◆ **Actions to take**
1. Answer these questions about the MoNaS page:
(a) On which Linux operating systems has MoNaS been confirmed to work?
(b) What name is given to the conda environment created for MoNaS?
(c) Which third-party program is listed as optional?
2. Please retype everything in the MoNaS page from "An automated pipeline to" down to "and Mac OSs.".
3. Write what comes next in the MoNaS pipeline page, continuing after its last sentence.

◆ **Document passage**
MoNaS

An automated pipeline to genotype mosquito's voltage-gated sodium channel genes using NGS data

Status: Version 2.0

About

MoNaS (Mosquito Na⁺ channel mutation Search) is an automated pipeline conducting genotyping of voltage-gated sodium channel (VGSC) in mosquitos from NGS reads. Basically, MoNaS is designed to utilize NGS data from genomic DNA such as targeted captured library (SureSelect, xGen probes for instance) or RNA/cDNA such as shotgun library of PCR amplified VGSC cDNA.

How To Use

Currently, we have confirmed MoNaS works in Linux OSs of both Ubuntu18 and CentOS6 & 7. Although we have not confirmed yet, this program may work in other Linux and Mac OSs.

Installation

We recommend creating a conda environment for MoNaS as follows

git clone  https://github.com/ItokawaK/MoNaS.git

cd MoNaS
conda create -n monas --file requirements.txt

conda activate monas
python setup.py install

MoNaS depends some third-party softwares below:

bwa
Hisat2
samtools
bcftools
freebayes
Optionally MUSCLE v3.8.31*

*Versions are those we are currently working on.

For manual installation, those softwares need to be callable through $PATH environment variable.

◆ **Listed records**
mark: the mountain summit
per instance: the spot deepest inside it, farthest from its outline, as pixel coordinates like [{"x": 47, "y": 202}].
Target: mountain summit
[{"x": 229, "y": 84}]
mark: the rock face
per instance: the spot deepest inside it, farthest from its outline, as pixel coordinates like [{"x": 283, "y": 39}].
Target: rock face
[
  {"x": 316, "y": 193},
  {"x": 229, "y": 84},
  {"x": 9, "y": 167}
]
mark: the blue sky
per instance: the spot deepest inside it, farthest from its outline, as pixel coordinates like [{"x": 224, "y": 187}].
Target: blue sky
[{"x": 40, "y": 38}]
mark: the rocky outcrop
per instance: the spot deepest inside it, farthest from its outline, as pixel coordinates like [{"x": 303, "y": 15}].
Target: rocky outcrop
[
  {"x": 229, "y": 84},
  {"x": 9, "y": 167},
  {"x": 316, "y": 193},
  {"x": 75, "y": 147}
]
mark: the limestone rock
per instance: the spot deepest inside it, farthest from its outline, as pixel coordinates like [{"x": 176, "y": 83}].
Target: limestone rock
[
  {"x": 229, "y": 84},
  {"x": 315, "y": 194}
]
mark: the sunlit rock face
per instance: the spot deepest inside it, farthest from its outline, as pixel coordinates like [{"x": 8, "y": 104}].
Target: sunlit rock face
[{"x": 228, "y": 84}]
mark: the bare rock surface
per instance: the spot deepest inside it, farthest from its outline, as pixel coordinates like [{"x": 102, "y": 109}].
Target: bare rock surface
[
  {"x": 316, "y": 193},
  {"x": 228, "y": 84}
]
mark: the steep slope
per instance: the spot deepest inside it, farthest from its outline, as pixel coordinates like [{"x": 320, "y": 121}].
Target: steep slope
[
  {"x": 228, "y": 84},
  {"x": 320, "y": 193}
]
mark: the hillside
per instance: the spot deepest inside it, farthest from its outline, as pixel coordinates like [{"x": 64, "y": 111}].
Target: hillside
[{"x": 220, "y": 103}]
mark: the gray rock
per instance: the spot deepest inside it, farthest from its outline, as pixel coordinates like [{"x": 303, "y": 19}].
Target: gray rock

◆ **Expected outputs**
1.
(a) Ubuntu18 and CentOS6 & 7
(b) monas
(c) MUSCLE v3.8.31

2.
An automated pipeline to genotype mosquito's voltage-gated sodium channel genes using NGS data

Status: Version 2.0

About

MoNaS (Mosquito Na⁺ channel mutation Search) is an automated pipeline conducting genotyping of voltage-gated sodium channel (VGSC) in mosquitos from NGS reads. Basically, MoNaS is designed to utilize NGS data from genomic DNA such as targeted captured library (SureSelect, xGen probes for instance) or RNA/cDNA such as shotgun library of PCR amplified VGSC cDNA.

How To Use

Currently, we have confirmed MoNaS works in Linux OSs of both Ubuntu18 and CentOS6 & 7. Although we have not confirmed yet, this program may work in other Linux and Mac OSs.

3.
Additionally, you need biopython package installed in your python if you utilize some helper tools which automatically construct reference files or run genotype_sanger.py.

Genome references

MoNaS requires a reference genomic sequence in FASTA, and annotation for CDSs in BED and GFF3 files for VGSC gene of your species. Accurate genome and annotation information, of course, is the most vital part of this pipeline. By default, MoNas includes references of three species of mosquitos, Aedes aegypti (-s Aaeg), Aedes albopictus (-s Aalb) and Culex quinquefasciatus (-s Cpip). Because of the file size limitation hosted in GitHub, those references only include a part of the entire genome of each species which contain VGSC gene.

Each file should have name with prefix ref (eg. ref.ga) and be organized under a directory as:

  your_species_dir/           # Arbitrary name of directory. Will be recognized as a species name (-s).
       ├- ref.fa         # Reference FASTA.
       ├- ref.fa.fai*    # FASTA index.
       ├- ref.gff3*      # GFF3 annotation file for VGSC gene.
       ├- ref.bed        # BED annotation file for VGSC CDSs.
       ├- ref.dict*      # Genome dictionary used by GATK.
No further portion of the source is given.